◆ EXERCISE DETAILS ◆
This exercise calls for the line with "Query: foggy sky", the line with "Query: street lamp", and all lines between them in the material below, output exactly and with no other lines.
----- RECORDS FOR THIS EXERCISE
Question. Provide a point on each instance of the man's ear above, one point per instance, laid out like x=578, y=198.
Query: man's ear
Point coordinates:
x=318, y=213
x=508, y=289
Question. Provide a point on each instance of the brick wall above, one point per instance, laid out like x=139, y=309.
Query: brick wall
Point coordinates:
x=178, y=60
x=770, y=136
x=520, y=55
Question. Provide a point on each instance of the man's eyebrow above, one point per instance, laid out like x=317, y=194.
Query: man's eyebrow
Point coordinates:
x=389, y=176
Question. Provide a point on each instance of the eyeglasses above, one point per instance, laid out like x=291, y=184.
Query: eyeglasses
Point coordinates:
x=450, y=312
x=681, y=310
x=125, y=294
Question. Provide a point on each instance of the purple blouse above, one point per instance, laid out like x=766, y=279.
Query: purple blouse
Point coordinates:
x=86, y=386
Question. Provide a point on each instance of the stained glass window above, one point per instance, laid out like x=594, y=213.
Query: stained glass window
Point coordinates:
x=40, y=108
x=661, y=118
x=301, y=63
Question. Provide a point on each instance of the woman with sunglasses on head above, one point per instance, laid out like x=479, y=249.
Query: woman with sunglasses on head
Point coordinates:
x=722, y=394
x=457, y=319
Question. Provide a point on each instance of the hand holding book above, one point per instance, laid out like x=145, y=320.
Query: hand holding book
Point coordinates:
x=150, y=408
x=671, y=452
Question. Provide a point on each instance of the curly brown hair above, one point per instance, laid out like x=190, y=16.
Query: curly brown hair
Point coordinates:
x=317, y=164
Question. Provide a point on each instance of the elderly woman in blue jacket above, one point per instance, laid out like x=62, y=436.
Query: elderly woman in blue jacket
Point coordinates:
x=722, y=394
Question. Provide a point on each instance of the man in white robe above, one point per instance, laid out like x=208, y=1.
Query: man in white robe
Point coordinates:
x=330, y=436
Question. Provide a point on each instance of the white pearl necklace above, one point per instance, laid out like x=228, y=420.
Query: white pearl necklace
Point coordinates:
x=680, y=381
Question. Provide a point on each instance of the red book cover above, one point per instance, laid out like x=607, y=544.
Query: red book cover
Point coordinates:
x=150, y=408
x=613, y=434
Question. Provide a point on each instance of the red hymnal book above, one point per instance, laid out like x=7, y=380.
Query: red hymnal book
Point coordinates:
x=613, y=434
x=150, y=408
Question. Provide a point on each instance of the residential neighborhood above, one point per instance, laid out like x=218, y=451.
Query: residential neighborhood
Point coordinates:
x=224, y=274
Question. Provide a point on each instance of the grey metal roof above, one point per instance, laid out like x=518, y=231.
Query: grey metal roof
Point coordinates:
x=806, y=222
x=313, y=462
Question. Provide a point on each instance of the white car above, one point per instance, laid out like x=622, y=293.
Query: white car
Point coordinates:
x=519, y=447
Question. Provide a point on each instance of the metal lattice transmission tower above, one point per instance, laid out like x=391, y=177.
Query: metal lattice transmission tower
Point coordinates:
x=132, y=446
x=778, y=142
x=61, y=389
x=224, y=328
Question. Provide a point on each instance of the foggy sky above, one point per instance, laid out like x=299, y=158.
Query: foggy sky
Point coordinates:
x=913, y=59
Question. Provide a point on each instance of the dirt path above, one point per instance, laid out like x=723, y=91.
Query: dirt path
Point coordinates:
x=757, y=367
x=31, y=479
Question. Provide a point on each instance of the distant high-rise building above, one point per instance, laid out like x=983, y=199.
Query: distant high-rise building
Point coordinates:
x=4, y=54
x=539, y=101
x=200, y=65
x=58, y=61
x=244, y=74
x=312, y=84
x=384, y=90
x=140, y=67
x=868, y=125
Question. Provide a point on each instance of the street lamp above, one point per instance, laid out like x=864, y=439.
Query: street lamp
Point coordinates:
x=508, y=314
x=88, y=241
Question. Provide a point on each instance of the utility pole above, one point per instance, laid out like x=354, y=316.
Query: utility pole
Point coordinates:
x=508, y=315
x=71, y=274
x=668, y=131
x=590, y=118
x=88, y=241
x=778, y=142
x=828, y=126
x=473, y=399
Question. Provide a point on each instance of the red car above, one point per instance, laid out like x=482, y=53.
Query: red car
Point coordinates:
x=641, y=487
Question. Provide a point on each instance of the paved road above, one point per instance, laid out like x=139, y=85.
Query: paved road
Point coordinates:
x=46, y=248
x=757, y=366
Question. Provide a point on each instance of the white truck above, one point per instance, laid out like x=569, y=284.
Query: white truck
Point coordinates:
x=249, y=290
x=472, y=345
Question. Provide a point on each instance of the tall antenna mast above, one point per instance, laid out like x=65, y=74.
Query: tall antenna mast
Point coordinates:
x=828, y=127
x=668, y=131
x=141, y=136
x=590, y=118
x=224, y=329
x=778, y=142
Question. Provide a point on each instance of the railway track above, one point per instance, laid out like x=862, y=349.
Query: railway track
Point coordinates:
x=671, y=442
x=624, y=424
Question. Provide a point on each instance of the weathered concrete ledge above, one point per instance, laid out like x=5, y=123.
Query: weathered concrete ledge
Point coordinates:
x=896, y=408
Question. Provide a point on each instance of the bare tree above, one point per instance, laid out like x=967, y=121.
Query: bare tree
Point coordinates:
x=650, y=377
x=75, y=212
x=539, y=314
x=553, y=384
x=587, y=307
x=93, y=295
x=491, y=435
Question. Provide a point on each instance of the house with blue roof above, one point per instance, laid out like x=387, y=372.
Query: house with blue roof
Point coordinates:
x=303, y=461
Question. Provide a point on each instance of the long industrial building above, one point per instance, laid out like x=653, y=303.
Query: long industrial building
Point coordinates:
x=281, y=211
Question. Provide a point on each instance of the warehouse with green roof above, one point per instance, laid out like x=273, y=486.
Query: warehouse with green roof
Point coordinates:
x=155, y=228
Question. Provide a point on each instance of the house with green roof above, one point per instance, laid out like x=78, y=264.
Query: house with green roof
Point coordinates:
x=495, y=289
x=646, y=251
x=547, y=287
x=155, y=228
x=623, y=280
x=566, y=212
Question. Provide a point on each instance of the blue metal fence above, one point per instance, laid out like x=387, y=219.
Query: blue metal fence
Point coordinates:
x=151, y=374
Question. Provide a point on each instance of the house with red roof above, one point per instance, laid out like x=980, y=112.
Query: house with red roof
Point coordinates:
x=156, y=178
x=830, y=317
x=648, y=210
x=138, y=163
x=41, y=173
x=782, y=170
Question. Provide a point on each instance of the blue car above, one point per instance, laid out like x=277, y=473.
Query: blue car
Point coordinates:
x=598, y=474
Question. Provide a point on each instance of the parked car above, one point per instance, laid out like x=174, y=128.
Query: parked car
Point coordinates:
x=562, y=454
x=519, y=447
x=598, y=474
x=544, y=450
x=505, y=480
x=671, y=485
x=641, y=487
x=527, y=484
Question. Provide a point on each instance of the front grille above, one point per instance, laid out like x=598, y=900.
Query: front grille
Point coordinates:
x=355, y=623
----------
◆ EXERCISE SOLUTION ◆
Query: foggy sky
Point coordinates:
x=913, y=59
Question. Provide a point on each instance of the dirt path above, one point per instance, laid out like x=723, y=91.
Query: dirt path
Point coordinates:
x=757, y=367
x=31, y=479
Question. Provide a point on each instance of the distant high-rise building above, one point per instance, laid out like x=983, y=199.
Query: distant high-rise building
Point coordinates:
x=4, y=54
x=539, y=101
x=200, y=65
x=58, y=61
x=244, y=74
x=312, y=84
x=384, y=90
x=140, y=67
x=868, y=125
Question. Provide a point on each instance of the street lamp above, one point per instance, laid out like x=864, y=439.
Query: street lamp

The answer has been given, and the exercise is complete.